PRACTICE AND PROCEDURE – Application for an extension of time in which to file a judicial review application and an amended judicial review application – factors for consideration – extension of time not opposed by the Minister

WORDS AND PHRASES – “for the purposes of receiving documents”

Legislation:

Migration Act 1958 (Cth) Pt 7AA, ss 52, 56, 91X, 379A, 441A, 473CB, 473HG, 476, 477, 494B, 494D

Federal Circuit and Family Court of Australia (Division 2) (General Federal Law) Rules 2021 (Cth) r 3.05

Cases cited:

BRH18 v Minister for Immigration, Citizenship, Migrant Services and Multicultural Affairs [2021] FCAFC 74

Collector of Customs v Pozzolanic Enterprises Pty Ltd [1993] FCA 456; (1993) 43 FCR 280; (1993) 18 AAR 9; (1993) 115 ALR 1

DFQ17 v Minister for Immigration and Border Protection [2019] FCAFC 64; (2019) 270 FCR 492; (2019) 78 AAR 373

DNU20 v Minister for Immigration, Citizenship, and Multicultural Affairs [2022] FCAFC 148; (2022) 294 FCR 1

EVS17 v Minister for Immigration and Border Protection [2019] FCAFC 20; (2019) 268 FCR 299; (2019) 163 ALD 422

Hossain v Minister for Immigration and Border Protection [2018] HCA 34; (2018) 264 CLR 123; (2018) 92 ALJR 780; (2018) 75 AAR 551

Hunter Valley Developments Pty Ltd v Cohen [1984] FCA 186; (1984) 3 FCR 344; (1984) 58 ALR 305; (1984) 7 ALD 315

IXT24 v Minister for Immigration and Multicultural Affairs [2024] FedCFamC2G 1283

LPDT v Minister for Immigration, Citizenship, Migrant Services and Multicultural Affairs [2024] HCA 12; (2024) 98 ALJR 610

Lyu v Minister for Immigration, Citizenship, Migrant Services and Multicultural Affairs [2022] FCA 1258; (2022) 181 ALD 97

Maroun v Minister for Immigration and Citizenship [2009] FCA 1284; (2009) 112 ALD 424

Minister for Immigration and Border Protection v SZMTA [2019] HCA 3; (2019) 264 CLR 421; (2019) 93 ALJR 252; (2019) 75 AAR 75

MZAPC v Minister for Immigration and Border Protection [2021] HCA 17; (2021) 273 CLR 506; (2021) 95 ALJR 441; (2021) 390 ALR 590; (2021) 177 ALD 464

Nathanson v Minister for Home Affairs [2022] HCA 26; (2022) 276 CLR 80; (2022) 96 ALJR 737; (2022) 403 ALR 398; (2022) 178 ALD 536

Somjich v Minister for Home Affairs [2019] FCA 1921; (2019) 168 ALD 219

SZVRO v Minister for Immigration and Border Protection [2017] FCA 421

Tu’uta Katoa v Minister for Immigration, Citizenship, Migrant Services and Multicultural Affairs [2022] HCA 28; (2022) 276 CLR 579; (2022) 96 ALJR 819; (2022) 403 ALR 604; (2022) 178 ALD 573

Division: Division 2 General Federal Law
Number of paragraphs: 39
Date of last submission/s: 30 July 2024
Date of hearing: 30 July 2024
Place: Perth
Counsel for the Applicant: Mr O Morris
Solicitor for the Applicant: Estrin Saul Laweyrs
Counsel for the First Respondent: Mr G Johnson
Solicitor for the Respondents: Sparke Helmore Lawyers
Second Respondent: Submitting appearance, save as to costs

ORDERS

ADG 165 of 2019

FEDERAL CIRCUIT AND FAMILY COURT OF AUSTRALIA (DIVISION 2)

※ ※ ※

* EXERCISE AIM
From the judgment header's list of cases cited, name every case whose citation includes an HCA neutral citation. The listing after this is not needed for anything here.

(Extracted data entries)
※ ※ ※

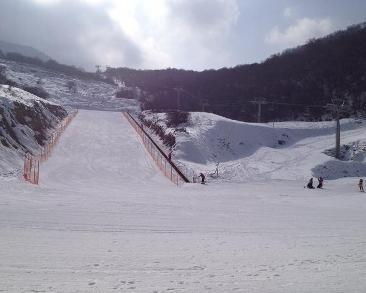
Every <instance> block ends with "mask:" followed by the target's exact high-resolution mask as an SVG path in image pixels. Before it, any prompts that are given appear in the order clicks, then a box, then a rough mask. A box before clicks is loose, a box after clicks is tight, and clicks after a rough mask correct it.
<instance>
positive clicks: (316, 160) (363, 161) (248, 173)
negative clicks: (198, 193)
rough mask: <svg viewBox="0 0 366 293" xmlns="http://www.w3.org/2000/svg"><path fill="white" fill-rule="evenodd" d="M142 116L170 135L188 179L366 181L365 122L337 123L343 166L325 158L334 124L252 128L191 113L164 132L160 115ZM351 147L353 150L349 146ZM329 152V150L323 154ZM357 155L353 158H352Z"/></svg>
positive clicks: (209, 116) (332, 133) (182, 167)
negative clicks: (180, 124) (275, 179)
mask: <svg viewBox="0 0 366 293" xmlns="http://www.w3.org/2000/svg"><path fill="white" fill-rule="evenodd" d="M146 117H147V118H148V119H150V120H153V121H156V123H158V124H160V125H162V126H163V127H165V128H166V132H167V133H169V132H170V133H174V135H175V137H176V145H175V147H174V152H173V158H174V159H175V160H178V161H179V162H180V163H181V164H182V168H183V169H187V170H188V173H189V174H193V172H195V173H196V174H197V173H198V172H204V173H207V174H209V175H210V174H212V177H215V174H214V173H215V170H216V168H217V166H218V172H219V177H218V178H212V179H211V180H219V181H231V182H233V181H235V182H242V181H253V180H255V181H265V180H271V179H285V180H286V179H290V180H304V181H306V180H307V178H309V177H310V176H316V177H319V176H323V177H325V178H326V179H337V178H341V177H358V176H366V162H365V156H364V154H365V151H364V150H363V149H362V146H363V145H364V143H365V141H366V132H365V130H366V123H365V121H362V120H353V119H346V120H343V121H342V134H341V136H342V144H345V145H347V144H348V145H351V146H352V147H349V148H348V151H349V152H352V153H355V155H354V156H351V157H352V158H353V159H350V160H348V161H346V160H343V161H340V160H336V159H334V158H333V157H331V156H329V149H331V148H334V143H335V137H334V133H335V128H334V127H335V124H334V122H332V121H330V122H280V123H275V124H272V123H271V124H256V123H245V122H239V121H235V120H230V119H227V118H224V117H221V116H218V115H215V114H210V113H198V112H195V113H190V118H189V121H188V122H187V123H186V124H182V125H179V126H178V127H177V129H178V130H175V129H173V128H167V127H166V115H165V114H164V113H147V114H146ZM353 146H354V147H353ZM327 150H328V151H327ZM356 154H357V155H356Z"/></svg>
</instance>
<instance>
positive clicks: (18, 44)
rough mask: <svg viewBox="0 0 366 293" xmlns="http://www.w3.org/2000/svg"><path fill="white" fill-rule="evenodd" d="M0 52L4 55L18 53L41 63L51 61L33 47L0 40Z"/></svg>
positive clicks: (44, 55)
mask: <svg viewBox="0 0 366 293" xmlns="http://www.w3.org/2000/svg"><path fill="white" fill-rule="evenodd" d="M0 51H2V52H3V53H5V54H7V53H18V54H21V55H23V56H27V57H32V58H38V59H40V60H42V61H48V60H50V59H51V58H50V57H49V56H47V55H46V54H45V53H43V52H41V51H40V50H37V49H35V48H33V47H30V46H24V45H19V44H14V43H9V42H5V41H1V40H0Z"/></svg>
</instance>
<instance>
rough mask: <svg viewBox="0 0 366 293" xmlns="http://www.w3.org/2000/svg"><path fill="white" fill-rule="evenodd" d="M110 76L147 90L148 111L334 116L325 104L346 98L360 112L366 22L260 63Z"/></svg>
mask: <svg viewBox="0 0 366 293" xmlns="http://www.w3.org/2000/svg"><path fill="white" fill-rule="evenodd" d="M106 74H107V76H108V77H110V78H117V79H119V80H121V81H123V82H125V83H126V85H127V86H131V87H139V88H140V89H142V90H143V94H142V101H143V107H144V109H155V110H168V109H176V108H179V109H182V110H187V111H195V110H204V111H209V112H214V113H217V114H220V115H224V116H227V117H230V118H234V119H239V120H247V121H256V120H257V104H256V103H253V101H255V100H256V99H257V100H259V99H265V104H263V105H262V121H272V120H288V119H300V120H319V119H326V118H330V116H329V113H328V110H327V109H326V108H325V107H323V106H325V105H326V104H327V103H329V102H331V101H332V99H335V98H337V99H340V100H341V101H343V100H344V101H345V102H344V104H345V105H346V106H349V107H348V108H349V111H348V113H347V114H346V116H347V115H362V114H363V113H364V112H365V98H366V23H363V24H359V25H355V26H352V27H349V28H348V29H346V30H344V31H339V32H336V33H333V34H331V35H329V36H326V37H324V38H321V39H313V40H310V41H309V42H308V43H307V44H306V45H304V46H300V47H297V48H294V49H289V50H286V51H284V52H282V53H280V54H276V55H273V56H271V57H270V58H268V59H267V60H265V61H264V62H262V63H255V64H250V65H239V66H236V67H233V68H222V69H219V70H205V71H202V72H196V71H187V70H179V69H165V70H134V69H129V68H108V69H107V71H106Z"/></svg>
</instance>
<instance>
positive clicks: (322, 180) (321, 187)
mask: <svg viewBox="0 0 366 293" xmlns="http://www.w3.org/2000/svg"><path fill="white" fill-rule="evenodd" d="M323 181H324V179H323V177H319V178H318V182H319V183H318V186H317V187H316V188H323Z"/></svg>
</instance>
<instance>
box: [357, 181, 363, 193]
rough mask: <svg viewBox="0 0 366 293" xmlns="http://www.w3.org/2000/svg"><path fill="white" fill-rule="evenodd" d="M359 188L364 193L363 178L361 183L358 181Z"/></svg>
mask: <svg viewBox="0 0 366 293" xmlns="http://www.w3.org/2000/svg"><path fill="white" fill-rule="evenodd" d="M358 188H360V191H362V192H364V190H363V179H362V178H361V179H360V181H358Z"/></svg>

※ ※ ※

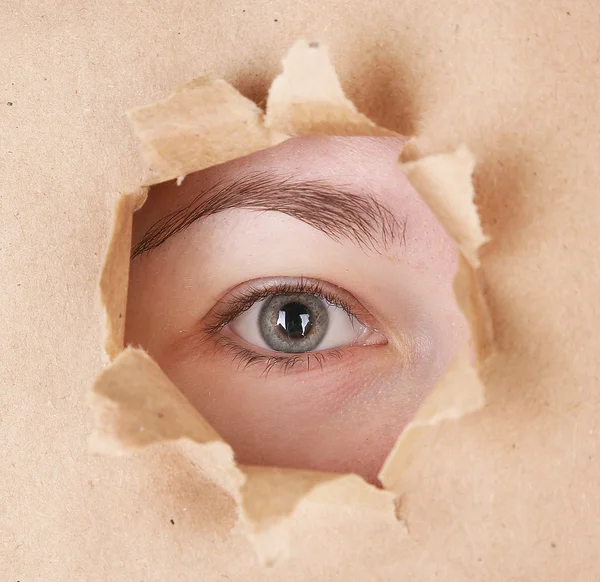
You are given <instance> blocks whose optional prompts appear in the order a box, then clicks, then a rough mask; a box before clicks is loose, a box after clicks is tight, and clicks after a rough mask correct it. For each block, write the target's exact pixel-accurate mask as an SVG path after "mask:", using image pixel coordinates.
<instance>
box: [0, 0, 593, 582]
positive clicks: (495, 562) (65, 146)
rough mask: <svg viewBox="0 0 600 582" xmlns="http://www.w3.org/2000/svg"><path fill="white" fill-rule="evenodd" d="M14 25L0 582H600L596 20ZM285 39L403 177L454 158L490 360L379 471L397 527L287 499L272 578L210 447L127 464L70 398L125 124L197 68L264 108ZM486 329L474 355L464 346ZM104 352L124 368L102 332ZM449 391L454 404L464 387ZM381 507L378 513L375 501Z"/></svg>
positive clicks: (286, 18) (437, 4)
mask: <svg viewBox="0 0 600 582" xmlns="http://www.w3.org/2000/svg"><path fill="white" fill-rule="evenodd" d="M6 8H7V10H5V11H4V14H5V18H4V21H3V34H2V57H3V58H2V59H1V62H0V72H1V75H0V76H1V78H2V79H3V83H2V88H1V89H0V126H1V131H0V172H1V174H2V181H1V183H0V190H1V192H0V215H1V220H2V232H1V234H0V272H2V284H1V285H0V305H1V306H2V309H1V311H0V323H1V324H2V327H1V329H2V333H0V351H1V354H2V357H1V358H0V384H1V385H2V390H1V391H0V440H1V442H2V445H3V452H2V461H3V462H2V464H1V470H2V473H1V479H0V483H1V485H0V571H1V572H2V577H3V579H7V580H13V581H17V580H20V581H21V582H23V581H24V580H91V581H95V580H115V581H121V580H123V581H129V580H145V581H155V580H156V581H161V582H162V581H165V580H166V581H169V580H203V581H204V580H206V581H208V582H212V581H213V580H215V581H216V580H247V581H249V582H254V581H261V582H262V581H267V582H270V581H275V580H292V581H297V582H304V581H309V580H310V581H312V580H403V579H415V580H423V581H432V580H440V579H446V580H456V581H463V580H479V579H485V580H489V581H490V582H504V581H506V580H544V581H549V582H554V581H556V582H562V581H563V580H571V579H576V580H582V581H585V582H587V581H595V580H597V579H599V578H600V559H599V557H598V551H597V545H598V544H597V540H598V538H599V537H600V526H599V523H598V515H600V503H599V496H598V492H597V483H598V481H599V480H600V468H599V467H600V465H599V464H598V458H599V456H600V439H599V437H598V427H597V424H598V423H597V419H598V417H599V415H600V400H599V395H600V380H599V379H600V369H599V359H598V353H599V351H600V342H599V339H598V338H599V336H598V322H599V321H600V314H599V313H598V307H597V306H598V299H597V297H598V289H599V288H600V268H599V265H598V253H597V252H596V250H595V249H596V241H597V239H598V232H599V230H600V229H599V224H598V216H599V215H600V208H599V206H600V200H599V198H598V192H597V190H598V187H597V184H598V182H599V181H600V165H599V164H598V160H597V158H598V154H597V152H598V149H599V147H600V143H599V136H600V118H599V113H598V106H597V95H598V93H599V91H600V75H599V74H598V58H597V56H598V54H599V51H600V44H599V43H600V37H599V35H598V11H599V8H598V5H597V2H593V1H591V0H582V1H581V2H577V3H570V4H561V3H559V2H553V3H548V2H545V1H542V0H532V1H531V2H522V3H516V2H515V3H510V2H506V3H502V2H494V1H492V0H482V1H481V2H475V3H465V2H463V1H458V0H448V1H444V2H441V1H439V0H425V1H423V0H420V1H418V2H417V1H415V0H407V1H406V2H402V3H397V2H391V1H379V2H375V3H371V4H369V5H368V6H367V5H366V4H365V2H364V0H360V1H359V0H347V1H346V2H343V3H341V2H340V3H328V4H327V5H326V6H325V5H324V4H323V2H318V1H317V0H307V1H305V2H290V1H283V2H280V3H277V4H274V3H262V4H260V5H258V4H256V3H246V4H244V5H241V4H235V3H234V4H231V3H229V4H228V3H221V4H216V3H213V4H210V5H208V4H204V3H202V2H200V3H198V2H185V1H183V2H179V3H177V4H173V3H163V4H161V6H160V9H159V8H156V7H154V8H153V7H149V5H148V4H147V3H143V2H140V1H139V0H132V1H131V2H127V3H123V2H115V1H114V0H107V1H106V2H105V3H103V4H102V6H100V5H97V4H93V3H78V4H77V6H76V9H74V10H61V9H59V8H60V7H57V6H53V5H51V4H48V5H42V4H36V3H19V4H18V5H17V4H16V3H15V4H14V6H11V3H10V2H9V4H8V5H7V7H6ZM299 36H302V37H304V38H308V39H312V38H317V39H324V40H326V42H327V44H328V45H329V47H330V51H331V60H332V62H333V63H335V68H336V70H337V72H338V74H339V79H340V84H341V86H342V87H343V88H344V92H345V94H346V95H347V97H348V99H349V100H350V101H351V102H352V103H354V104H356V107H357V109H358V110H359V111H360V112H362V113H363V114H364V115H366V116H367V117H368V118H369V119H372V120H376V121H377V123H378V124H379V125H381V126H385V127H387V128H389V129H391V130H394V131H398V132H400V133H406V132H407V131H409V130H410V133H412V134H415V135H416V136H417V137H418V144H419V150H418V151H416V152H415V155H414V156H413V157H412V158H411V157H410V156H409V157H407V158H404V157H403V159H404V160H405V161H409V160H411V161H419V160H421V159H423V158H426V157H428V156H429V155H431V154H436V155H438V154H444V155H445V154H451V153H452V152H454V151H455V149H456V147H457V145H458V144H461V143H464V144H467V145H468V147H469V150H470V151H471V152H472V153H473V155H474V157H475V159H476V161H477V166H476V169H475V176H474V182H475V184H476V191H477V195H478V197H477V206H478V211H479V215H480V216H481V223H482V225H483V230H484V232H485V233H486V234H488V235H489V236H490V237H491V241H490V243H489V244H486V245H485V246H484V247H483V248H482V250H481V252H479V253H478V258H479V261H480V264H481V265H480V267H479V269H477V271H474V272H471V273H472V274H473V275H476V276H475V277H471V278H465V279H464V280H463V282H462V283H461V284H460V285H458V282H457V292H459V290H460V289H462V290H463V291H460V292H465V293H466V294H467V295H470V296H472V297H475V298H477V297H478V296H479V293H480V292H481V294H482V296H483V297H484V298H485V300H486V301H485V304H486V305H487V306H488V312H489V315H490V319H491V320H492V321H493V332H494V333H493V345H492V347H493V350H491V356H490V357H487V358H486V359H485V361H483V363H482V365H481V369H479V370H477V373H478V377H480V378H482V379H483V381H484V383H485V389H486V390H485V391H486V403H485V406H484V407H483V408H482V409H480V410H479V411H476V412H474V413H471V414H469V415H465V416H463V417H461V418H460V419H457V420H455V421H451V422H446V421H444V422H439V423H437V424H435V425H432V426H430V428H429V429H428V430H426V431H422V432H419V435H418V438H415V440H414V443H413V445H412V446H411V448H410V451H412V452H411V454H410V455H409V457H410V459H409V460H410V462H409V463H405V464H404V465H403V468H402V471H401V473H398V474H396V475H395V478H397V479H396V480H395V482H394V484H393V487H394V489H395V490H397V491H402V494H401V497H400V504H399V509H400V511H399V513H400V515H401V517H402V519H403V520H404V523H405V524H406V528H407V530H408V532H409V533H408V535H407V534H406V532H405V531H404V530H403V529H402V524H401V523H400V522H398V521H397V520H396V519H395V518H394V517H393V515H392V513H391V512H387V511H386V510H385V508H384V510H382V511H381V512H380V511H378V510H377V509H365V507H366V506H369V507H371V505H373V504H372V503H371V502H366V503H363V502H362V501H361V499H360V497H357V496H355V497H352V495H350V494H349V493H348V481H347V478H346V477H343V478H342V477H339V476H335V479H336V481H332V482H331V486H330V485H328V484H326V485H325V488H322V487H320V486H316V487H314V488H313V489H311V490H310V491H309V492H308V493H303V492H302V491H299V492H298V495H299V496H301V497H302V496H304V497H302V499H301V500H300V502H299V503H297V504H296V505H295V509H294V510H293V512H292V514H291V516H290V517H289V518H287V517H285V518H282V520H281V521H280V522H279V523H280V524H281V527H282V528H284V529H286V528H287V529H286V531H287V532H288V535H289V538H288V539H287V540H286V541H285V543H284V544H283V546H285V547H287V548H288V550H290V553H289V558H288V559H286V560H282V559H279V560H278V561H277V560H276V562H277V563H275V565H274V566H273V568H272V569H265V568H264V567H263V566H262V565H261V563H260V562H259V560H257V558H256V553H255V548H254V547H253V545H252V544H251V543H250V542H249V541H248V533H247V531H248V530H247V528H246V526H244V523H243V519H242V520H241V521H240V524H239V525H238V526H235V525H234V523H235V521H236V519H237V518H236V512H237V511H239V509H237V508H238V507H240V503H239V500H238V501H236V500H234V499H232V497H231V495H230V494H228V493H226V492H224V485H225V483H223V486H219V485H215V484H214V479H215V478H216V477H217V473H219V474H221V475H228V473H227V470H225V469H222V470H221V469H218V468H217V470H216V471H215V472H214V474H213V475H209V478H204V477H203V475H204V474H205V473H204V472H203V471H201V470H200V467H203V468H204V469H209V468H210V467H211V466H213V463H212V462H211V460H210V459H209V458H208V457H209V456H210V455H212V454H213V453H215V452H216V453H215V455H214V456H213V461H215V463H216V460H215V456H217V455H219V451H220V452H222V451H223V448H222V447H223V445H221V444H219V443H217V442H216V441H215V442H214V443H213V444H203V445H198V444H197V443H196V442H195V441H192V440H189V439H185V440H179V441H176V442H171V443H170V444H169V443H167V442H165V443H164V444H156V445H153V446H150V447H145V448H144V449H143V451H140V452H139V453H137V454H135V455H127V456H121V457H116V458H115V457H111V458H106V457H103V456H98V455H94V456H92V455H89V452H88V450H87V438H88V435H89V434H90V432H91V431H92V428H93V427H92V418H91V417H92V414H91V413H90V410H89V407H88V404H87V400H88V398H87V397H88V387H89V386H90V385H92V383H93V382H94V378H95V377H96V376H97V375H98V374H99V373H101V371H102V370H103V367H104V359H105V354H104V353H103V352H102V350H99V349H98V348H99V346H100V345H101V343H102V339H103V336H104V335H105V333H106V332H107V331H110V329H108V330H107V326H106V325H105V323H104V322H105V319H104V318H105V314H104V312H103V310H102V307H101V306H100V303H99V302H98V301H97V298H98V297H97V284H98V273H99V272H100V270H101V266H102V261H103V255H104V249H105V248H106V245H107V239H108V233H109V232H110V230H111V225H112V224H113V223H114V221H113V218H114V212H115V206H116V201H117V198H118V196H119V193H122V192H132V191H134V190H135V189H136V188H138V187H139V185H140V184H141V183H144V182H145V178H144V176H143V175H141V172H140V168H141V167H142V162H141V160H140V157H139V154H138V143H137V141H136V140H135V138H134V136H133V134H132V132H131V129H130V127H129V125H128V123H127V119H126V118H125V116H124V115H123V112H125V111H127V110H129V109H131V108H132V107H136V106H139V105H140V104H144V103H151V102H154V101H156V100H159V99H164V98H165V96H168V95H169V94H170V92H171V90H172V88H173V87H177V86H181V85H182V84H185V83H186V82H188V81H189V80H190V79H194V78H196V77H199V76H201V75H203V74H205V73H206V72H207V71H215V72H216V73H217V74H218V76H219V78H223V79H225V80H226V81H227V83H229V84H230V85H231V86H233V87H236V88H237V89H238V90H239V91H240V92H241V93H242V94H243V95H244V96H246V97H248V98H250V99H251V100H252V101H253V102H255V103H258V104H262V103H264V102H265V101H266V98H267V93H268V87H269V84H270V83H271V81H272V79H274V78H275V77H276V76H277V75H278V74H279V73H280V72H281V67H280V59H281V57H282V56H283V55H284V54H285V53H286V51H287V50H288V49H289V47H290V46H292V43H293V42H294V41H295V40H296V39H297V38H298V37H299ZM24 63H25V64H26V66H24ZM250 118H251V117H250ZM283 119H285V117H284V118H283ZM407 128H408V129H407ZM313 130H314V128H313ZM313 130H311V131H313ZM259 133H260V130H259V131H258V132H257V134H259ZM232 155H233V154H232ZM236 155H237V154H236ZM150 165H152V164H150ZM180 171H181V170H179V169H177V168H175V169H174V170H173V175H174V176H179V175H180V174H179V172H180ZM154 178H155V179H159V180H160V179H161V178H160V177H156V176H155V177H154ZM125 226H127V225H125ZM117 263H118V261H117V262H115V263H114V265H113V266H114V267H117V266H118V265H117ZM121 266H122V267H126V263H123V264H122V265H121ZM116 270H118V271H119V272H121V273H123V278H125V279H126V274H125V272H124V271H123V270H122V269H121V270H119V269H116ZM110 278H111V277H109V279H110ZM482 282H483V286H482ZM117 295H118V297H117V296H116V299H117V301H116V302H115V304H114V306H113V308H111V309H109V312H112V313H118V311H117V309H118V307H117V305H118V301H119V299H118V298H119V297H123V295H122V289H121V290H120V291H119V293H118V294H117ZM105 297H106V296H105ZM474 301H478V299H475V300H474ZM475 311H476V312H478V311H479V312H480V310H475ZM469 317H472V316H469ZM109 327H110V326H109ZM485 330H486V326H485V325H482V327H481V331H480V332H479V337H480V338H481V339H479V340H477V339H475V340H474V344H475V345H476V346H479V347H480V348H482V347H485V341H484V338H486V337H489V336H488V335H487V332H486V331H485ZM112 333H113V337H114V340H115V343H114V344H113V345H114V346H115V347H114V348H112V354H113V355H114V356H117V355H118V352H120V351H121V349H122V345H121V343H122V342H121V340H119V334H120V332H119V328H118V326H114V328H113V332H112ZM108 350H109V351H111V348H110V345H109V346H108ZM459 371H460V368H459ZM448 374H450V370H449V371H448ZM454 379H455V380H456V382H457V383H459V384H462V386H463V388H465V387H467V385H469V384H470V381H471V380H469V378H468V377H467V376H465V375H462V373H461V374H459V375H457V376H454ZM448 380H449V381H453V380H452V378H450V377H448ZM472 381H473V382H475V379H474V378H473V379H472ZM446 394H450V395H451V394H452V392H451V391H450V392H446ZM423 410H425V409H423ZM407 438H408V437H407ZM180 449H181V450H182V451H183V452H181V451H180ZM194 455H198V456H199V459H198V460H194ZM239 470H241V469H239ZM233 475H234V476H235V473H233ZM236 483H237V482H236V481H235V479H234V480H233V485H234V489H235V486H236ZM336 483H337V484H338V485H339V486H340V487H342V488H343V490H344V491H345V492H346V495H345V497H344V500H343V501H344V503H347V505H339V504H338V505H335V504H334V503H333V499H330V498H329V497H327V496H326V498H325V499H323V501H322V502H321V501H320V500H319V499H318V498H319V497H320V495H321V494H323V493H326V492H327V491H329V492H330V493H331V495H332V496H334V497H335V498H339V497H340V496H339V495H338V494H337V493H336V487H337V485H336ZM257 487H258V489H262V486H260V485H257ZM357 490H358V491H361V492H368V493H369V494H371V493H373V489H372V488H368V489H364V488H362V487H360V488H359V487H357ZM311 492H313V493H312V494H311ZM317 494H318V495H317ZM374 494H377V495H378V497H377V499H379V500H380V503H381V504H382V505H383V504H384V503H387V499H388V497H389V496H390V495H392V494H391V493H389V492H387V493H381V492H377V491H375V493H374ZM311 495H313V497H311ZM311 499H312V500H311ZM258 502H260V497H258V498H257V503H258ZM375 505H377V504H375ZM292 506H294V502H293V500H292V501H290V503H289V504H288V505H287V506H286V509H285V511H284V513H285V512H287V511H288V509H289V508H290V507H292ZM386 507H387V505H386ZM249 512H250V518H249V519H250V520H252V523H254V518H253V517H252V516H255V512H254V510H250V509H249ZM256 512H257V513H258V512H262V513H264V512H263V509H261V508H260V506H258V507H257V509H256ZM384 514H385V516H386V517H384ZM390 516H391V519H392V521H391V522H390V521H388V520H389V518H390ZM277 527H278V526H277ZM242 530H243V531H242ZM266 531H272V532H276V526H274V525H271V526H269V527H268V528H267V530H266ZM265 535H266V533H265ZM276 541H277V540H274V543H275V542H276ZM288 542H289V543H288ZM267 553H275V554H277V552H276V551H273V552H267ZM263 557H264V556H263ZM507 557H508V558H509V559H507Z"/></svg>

※ ※ ※

* ANSWER SECTION
Hossain v Minister for Immigration and Border Protection [2018] HCA 34
LPDT v Minister for Immigration, Citizenship, Migrant Services and Multicultural Affairs [2024] HCA 12
Minister for Immigration and Border Protection v SZMTA [2019] HCA 3
MZAPC v Minister for Immigration and Border Protection [2021] HCA 17
Nathanson v Minister for Home Affairs [2022] HCA 26
Tu'uta Katoa v Minister for Immigration, Citizenship, Migrant Services and Multicultural Affairs [2022] HCA 28